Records

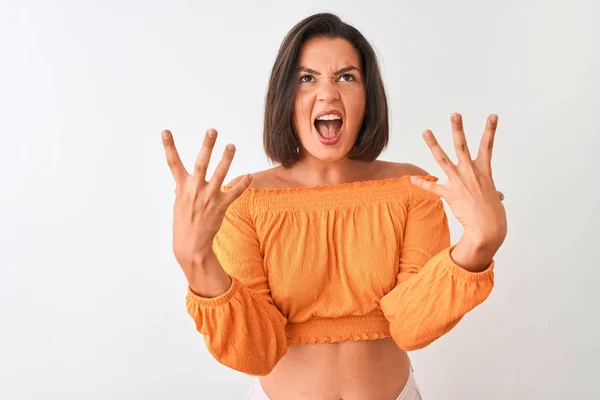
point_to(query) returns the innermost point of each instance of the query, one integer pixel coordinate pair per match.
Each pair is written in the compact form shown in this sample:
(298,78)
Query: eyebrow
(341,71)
==
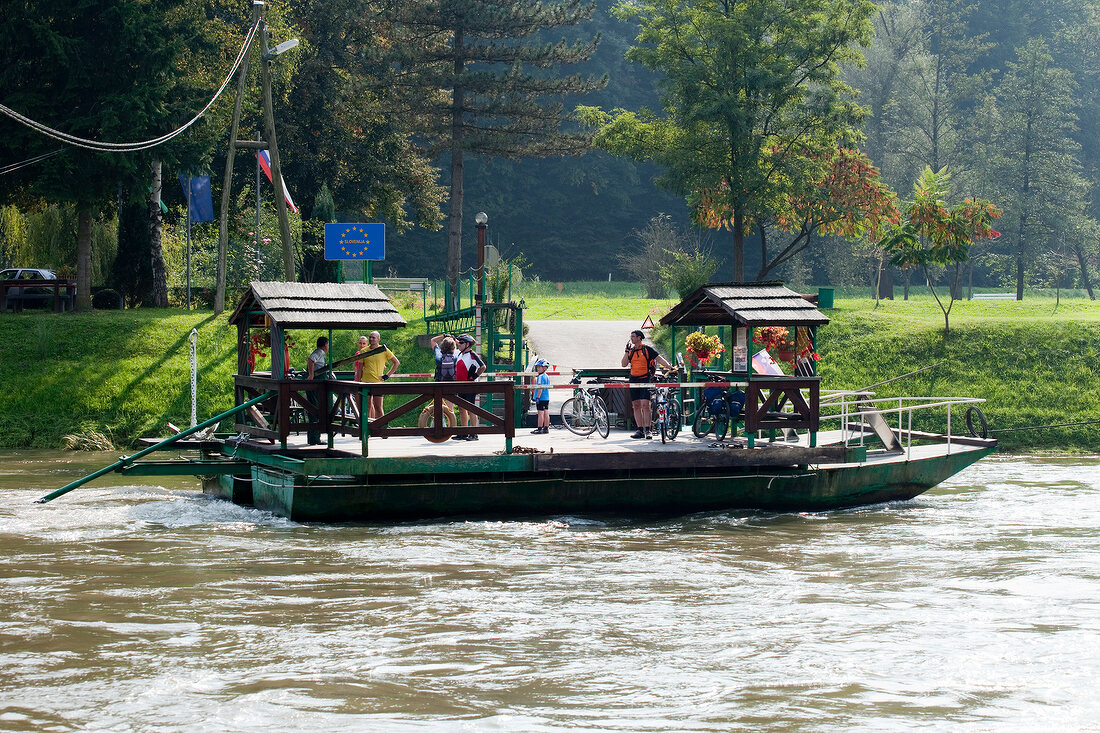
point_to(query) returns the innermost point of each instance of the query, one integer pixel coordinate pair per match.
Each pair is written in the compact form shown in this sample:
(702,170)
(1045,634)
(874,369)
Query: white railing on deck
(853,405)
---
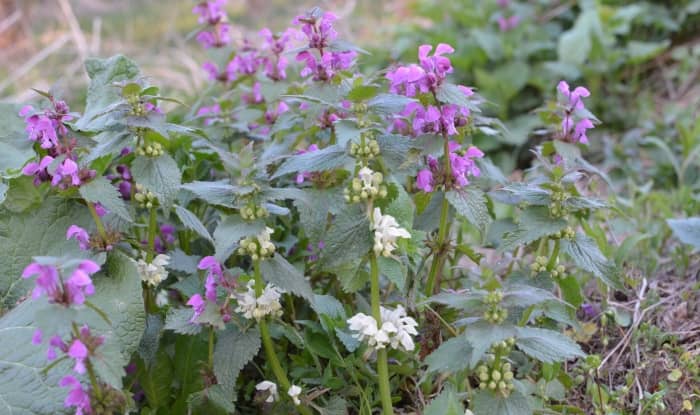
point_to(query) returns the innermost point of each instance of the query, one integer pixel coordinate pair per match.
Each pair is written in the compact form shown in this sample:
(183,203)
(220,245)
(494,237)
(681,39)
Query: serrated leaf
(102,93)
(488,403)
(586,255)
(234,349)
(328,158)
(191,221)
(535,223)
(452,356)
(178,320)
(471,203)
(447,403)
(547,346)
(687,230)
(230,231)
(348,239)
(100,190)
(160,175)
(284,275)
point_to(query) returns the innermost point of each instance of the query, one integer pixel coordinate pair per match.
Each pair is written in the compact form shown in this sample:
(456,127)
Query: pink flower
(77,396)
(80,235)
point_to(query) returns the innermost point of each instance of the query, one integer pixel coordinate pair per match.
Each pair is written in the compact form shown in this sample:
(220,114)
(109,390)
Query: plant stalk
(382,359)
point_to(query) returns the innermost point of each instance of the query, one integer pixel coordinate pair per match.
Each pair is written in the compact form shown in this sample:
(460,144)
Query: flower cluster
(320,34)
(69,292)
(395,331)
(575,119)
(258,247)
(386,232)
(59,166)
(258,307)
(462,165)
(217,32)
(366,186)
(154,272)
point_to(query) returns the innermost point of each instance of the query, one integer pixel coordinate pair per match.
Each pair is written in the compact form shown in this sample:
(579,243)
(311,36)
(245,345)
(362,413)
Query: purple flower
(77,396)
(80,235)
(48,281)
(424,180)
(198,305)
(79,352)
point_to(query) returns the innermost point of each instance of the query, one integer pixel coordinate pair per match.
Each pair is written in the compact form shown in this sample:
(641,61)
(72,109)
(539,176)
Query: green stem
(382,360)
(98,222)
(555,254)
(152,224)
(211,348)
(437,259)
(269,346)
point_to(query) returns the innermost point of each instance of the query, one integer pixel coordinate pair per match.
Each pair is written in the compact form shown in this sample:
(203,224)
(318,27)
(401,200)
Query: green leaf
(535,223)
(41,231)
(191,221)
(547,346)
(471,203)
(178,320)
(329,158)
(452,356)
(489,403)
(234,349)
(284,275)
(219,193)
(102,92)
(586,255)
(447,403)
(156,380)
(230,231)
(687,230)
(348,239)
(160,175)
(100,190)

Problem requirements >>
Count the lines in the items above that contain the string "flower". Case counts. Reply with the number only.

Exercise result >>
3